* **INSTRUCTION**:
In the records below, edit everything from the line containing "Practice step: pick out every instance of the fox bushy" down to the line containing "[(512, 195)]" so that "Report each location" becomes "Give each location", leaving all other wording as it is. Give only those lines, and leave the pictures out.

* Begin ITEMS *

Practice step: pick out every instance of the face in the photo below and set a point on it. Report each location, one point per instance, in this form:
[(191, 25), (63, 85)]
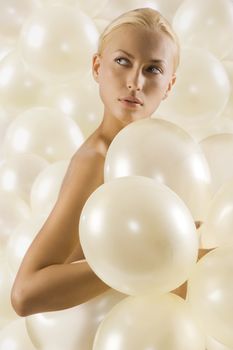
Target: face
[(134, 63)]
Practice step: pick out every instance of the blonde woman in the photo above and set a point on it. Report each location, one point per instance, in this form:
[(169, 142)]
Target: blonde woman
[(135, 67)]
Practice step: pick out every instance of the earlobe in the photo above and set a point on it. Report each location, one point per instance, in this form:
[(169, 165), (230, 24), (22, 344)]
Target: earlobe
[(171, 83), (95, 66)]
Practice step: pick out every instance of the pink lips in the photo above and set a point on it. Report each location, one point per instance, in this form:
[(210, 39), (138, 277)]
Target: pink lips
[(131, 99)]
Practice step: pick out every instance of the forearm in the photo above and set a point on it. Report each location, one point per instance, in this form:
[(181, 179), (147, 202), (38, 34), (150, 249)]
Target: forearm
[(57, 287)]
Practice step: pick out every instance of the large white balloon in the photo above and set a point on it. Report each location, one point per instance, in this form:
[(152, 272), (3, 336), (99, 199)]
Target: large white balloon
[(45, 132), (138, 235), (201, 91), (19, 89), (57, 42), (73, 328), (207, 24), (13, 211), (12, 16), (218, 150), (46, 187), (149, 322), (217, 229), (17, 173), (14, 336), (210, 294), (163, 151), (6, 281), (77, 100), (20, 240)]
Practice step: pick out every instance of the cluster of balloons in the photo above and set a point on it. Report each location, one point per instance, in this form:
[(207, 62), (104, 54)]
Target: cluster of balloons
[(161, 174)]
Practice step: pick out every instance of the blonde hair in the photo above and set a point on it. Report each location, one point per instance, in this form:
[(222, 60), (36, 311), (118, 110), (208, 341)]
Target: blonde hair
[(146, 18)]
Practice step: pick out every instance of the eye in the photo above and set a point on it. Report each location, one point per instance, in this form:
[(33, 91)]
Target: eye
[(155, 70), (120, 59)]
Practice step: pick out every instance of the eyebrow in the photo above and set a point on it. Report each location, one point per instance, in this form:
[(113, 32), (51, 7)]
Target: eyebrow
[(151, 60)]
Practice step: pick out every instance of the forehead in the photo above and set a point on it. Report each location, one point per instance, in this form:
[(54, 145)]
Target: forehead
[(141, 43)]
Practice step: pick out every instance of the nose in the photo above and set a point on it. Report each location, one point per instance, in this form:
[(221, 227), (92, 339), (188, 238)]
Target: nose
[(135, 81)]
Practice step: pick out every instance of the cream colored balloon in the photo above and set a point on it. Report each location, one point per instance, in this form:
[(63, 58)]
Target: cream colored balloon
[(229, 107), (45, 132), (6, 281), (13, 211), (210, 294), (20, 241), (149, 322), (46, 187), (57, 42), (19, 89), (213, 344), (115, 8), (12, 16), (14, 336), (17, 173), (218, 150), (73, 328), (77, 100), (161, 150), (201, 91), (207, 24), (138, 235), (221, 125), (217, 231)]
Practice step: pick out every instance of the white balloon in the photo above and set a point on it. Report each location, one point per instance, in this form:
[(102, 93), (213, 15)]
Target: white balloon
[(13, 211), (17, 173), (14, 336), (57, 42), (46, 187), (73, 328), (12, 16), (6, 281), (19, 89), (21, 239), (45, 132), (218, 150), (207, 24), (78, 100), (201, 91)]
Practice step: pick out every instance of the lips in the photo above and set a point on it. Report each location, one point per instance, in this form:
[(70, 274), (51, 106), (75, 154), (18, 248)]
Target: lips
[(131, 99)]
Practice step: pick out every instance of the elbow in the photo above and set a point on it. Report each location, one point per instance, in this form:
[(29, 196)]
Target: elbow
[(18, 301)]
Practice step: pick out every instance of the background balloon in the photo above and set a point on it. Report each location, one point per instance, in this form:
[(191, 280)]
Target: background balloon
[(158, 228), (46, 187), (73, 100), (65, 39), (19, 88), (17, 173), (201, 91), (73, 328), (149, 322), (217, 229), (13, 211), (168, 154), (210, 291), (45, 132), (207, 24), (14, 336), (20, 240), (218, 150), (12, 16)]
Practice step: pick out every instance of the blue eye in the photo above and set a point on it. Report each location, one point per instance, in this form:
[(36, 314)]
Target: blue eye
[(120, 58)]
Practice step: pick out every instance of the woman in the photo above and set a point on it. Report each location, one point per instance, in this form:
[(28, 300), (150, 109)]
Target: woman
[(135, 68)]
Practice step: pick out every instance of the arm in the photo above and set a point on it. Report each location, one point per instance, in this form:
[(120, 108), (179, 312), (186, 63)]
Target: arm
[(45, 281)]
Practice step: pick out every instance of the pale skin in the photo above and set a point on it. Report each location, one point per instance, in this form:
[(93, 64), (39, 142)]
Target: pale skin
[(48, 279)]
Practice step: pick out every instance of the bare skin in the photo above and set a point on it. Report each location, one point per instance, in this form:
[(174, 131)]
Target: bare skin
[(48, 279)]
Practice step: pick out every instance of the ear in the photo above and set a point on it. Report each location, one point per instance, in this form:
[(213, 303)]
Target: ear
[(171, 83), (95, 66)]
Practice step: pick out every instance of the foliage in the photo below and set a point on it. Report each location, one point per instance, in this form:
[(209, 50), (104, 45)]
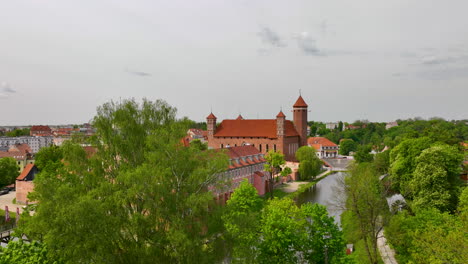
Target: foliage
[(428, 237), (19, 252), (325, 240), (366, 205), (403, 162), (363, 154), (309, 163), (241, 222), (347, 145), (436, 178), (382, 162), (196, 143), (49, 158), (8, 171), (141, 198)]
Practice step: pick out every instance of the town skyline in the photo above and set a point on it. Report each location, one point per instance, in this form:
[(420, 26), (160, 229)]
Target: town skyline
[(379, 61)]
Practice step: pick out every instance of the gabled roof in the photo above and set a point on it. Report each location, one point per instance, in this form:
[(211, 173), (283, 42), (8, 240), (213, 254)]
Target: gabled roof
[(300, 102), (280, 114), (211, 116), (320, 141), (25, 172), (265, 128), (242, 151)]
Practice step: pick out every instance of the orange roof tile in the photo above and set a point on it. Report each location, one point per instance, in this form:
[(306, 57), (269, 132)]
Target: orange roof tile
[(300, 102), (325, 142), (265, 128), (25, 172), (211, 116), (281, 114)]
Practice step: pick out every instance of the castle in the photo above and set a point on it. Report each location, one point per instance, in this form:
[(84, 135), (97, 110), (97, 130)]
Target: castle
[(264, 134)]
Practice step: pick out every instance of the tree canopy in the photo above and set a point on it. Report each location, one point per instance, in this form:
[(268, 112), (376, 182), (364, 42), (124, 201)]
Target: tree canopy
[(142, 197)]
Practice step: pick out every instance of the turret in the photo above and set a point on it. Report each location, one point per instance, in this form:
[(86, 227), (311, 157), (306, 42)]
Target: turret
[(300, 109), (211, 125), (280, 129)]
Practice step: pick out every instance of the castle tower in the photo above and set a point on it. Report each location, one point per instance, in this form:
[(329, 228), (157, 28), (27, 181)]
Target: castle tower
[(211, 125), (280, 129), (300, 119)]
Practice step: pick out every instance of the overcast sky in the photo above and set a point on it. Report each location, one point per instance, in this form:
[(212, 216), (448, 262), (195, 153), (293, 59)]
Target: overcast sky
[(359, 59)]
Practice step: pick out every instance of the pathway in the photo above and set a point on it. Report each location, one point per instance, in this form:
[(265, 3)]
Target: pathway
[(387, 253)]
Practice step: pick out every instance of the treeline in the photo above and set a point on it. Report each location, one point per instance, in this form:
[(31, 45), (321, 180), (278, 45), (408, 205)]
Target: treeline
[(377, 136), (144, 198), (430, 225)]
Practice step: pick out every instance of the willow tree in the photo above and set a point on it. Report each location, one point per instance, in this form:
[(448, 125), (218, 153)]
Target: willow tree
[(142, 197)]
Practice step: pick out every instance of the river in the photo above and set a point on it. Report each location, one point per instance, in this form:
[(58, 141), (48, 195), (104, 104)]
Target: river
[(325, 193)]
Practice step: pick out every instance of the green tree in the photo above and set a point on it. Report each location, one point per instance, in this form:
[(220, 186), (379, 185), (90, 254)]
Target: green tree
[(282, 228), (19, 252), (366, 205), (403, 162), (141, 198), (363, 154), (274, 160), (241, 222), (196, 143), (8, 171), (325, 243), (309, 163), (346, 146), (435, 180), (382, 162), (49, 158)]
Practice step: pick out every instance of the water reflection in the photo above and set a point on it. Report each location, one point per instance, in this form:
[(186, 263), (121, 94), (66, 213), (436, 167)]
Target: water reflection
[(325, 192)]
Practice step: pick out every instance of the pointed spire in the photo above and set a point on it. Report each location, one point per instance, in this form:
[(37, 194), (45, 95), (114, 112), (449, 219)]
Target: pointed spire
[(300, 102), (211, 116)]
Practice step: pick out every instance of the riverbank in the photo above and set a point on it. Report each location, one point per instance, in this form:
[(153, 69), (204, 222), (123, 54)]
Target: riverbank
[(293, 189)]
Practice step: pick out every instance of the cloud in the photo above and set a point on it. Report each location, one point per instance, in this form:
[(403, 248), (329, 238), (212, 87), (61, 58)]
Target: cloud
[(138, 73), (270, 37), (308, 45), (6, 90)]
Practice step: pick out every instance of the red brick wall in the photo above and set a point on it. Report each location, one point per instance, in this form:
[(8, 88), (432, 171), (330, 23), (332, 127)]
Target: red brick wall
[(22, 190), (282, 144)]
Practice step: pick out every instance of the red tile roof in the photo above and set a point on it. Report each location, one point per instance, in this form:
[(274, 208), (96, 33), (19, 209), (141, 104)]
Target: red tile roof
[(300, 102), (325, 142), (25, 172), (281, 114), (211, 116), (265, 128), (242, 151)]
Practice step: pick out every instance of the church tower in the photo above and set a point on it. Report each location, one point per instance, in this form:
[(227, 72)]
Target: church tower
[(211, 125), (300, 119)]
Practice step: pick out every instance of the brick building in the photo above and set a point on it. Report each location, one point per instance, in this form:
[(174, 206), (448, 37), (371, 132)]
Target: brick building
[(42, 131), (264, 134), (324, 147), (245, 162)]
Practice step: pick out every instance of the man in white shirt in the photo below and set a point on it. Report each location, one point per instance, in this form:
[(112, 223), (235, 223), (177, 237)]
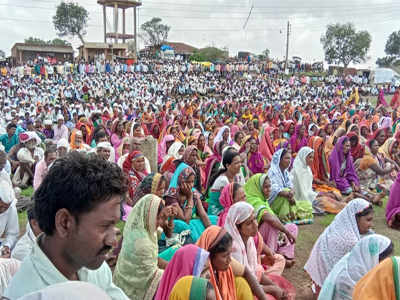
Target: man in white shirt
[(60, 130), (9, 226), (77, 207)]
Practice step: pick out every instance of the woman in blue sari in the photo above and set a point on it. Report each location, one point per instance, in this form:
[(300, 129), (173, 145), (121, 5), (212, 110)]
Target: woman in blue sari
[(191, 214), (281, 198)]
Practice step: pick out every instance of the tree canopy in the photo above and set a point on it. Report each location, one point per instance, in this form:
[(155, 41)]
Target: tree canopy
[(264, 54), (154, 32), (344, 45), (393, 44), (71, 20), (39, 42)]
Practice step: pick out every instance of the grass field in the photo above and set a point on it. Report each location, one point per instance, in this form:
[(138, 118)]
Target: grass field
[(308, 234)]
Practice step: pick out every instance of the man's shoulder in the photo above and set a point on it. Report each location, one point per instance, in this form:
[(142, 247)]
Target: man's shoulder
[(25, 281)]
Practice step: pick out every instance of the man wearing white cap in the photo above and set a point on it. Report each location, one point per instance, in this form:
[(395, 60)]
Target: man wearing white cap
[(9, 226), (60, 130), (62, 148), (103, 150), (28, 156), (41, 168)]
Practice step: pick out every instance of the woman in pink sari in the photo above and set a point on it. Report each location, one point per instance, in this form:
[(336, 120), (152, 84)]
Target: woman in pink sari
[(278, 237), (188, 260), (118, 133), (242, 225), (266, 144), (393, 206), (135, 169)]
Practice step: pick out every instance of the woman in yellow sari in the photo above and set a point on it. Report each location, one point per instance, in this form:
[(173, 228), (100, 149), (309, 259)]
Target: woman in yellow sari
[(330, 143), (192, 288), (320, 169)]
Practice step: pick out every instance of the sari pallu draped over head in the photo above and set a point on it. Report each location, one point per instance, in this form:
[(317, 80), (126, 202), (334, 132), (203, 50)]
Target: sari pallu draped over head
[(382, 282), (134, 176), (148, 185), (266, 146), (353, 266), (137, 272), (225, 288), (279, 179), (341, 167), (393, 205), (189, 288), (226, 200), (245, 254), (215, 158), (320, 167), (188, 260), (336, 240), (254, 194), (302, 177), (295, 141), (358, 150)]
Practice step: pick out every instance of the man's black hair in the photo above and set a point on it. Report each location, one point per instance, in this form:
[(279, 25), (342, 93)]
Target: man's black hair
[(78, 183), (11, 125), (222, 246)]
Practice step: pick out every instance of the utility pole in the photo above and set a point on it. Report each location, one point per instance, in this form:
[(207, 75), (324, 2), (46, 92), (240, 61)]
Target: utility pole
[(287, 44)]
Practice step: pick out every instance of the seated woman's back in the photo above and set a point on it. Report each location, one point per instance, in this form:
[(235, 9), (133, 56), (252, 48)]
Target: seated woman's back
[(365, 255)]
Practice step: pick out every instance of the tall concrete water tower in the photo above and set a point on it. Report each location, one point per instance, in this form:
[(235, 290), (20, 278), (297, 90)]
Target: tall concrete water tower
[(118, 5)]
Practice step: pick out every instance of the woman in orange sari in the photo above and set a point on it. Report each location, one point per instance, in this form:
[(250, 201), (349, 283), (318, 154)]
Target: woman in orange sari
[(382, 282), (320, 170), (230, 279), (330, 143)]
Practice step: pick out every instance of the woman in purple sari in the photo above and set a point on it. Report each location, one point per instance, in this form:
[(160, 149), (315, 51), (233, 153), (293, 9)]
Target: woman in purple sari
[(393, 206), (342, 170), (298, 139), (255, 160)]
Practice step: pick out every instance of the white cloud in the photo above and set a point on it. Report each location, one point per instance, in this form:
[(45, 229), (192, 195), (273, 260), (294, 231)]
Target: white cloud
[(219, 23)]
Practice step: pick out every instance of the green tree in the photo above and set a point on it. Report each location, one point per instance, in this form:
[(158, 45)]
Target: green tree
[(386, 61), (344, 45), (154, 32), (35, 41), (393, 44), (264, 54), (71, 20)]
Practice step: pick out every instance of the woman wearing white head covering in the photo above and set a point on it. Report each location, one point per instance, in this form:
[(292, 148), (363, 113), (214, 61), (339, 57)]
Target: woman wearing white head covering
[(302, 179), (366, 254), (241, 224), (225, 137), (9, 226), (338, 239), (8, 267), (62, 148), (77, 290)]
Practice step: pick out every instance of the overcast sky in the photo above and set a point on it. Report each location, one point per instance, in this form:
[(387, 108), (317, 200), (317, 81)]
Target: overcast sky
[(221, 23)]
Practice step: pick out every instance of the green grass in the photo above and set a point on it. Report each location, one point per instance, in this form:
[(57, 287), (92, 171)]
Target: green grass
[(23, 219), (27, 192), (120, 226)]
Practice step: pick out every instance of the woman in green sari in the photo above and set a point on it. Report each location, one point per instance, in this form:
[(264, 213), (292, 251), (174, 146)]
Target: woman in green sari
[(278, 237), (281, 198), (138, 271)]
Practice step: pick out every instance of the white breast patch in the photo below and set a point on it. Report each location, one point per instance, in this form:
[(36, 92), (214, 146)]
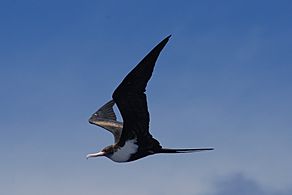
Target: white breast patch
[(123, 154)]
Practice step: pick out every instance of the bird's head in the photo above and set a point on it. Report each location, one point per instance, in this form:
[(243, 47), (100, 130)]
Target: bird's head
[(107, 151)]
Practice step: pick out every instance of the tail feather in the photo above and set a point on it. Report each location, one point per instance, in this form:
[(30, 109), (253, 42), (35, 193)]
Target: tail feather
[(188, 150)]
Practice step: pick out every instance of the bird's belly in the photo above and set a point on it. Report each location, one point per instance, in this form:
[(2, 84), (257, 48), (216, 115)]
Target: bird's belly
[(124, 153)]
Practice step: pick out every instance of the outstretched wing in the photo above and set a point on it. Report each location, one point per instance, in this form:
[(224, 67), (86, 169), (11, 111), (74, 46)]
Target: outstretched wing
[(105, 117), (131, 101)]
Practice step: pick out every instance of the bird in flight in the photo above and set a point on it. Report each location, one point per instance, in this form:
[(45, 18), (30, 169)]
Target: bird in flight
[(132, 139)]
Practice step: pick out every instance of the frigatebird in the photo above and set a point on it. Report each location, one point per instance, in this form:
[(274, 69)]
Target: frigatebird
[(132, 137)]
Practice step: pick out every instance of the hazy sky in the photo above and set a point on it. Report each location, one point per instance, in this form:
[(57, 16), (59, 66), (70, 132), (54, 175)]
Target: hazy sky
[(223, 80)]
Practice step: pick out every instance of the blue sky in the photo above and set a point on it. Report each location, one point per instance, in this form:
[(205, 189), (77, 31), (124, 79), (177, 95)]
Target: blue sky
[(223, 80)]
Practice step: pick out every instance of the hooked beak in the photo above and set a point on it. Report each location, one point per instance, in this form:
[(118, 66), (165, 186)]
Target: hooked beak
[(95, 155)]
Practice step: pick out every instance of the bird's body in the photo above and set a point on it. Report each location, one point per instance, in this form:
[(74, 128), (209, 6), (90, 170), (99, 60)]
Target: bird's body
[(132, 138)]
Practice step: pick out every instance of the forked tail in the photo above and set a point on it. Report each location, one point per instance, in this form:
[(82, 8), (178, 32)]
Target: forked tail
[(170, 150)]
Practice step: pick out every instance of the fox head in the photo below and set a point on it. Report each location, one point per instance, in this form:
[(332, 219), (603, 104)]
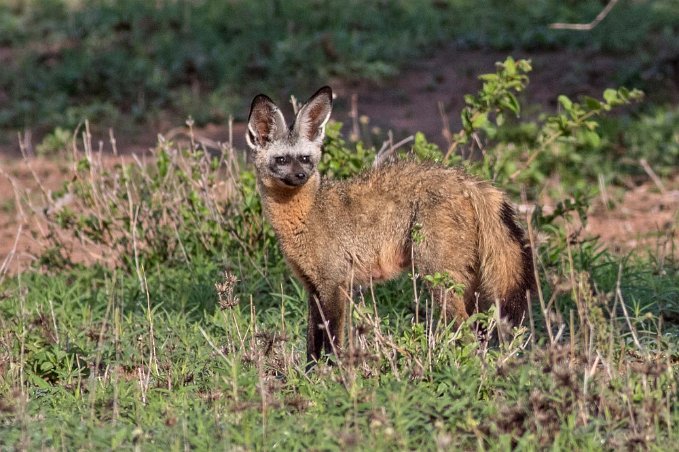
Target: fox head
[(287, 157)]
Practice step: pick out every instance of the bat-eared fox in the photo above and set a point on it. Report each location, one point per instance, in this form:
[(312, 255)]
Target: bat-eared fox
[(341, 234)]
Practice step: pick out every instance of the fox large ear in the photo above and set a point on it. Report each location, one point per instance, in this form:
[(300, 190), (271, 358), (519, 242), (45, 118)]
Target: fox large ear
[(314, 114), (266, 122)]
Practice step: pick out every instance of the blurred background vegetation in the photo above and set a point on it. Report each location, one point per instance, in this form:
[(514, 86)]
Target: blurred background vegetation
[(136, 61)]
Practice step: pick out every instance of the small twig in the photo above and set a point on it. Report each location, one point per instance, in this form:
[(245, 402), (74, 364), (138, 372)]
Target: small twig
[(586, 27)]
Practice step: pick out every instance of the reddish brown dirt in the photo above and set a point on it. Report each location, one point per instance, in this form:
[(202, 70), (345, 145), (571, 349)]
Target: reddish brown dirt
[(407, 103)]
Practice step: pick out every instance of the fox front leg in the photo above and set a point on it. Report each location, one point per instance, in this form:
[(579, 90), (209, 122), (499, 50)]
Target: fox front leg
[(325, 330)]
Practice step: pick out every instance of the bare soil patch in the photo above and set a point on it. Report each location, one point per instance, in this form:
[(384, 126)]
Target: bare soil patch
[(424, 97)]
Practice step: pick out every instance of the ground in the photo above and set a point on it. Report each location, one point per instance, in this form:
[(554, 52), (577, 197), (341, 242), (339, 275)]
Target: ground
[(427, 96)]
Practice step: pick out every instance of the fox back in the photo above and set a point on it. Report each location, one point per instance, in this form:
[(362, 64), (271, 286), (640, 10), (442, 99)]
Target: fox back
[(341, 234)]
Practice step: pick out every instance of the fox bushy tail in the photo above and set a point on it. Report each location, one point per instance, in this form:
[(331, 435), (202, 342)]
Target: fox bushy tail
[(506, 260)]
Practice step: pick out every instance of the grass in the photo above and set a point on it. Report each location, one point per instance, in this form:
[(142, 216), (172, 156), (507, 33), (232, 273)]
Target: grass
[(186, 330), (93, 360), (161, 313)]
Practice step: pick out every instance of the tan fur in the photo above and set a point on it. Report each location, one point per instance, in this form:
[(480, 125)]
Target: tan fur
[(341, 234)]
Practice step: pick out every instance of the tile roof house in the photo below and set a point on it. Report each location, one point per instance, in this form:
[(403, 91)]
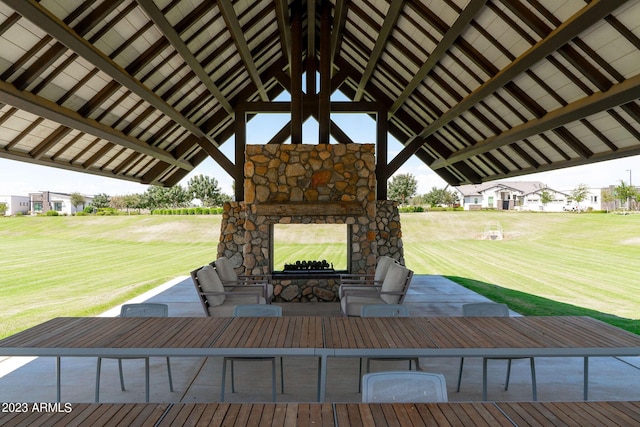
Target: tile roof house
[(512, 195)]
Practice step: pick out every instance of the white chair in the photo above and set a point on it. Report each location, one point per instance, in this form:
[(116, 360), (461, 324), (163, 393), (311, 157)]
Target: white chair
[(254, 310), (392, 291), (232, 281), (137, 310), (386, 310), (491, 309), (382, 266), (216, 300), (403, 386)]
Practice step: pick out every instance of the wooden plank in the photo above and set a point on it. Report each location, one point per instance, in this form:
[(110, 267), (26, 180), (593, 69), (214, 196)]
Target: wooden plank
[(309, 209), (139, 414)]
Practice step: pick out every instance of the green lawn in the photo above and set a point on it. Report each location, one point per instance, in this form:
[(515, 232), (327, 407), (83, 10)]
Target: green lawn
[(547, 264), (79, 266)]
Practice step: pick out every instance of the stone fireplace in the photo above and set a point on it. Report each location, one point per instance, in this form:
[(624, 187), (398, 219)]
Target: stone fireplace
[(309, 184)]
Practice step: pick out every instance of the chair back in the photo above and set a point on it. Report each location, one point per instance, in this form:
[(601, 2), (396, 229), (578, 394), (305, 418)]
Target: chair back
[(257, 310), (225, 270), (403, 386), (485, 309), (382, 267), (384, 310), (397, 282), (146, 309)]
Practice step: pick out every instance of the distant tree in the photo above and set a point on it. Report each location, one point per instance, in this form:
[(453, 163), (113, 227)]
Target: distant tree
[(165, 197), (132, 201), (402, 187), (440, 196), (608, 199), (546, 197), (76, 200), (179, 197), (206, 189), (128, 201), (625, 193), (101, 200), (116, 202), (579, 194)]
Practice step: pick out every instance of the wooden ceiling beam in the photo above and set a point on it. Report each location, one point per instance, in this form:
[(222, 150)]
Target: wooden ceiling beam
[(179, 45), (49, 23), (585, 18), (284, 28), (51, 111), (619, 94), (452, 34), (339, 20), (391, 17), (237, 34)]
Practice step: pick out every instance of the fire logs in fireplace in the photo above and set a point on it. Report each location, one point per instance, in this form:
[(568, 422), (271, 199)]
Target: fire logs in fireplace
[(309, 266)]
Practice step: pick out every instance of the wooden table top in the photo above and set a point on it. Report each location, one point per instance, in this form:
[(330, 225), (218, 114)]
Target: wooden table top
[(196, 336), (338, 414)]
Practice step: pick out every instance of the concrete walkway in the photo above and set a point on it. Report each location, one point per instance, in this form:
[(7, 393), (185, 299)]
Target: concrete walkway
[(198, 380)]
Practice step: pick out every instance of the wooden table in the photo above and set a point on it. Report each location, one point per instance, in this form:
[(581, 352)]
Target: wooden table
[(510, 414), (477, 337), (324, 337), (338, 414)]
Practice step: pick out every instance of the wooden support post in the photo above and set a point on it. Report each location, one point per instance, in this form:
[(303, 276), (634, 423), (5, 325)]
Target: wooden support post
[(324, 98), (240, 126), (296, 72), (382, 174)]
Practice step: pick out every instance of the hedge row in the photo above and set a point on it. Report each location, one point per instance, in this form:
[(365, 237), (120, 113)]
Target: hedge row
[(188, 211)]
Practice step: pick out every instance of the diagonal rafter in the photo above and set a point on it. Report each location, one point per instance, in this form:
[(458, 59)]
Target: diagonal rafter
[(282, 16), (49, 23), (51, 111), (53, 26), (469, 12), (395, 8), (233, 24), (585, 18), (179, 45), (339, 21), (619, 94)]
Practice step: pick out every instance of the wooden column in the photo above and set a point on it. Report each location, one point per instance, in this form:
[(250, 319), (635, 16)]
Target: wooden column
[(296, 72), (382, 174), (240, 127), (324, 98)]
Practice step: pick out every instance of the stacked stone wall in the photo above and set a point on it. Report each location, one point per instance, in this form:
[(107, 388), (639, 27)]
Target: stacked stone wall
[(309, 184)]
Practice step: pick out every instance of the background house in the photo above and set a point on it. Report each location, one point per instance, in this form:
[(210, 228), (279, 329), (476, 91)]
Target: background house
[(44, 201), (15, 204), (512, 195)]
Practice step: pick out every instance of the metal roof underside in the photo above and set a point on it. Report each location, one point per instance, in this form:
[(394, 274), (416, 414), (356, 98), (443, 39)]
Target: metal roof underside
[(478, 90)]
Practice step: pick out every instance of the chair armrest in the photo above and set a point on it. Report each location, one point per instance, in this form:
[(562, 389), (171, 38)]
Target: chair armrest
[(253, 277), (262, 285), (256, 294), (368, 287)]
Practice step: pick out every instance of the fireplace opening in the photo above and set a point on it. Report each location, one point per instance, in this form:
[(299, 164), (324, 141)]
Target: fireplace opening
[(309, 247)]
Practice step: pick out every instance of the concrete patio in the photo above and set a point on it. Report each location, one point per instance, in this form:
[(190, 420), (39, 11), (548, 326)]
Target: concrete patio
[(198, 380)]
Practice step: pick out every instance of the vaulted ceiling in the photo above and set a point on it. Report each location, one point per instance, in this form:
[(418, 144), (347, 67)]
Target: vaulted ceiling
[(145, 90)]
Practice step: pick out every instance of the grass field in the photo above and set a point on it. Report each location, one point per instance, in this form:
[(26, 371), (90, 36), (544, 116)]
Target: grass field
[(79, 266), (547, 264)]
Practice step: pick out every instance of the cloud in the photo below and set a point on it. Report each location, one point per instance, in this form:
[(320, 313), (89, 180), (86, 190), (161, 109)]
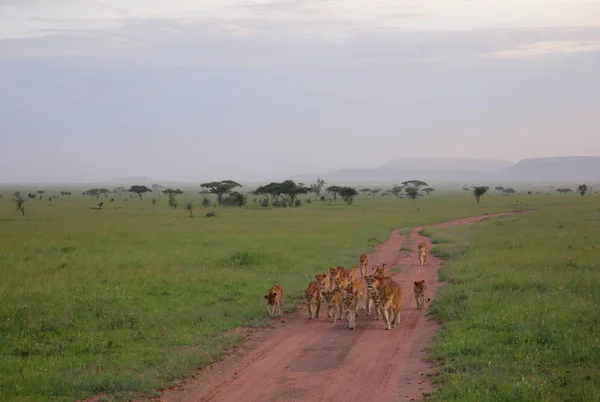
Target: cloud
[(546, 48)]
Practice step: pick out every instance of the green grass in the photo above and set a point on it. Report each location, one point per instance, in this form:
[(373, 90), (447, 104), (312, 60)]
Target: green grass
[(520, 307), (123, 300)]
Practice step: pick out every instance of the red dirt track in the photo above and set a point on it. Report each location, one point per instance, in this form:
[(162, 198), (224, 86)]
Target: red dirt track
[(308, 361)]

* End ITEMS *

* **FULL RESPONSE**:
Practice step: pick out every instance of the fox bushy tail in the photo above and set a point on it. Give each location, one point per instance, in this form:
[(331, 435), (202, 342)]
Target: fox bushy tail
[(506, 260)]
Practice step: pick out every instance of the grass in the photo above and set a point on it. Give each location, one point per instance, in this form:
[(142, 216), (172, 156), (507, 33), (232, 273)]
Target: grass
[(186, 330), (93, 360), (161, 313)]
Practice step: pick out every instance of the tan fur in the photo above and set a point on it. Give each location, one point per instance, in this form:
[(480, 125)]
Target: tan fur
[(341, 234)]
Practice step: pick out every instance of the tile roof house in the photo below and set a point on it. Give each location, one point per instance, in this form:
[(403, 91)]
Target: tile roof house
[(512, 195)]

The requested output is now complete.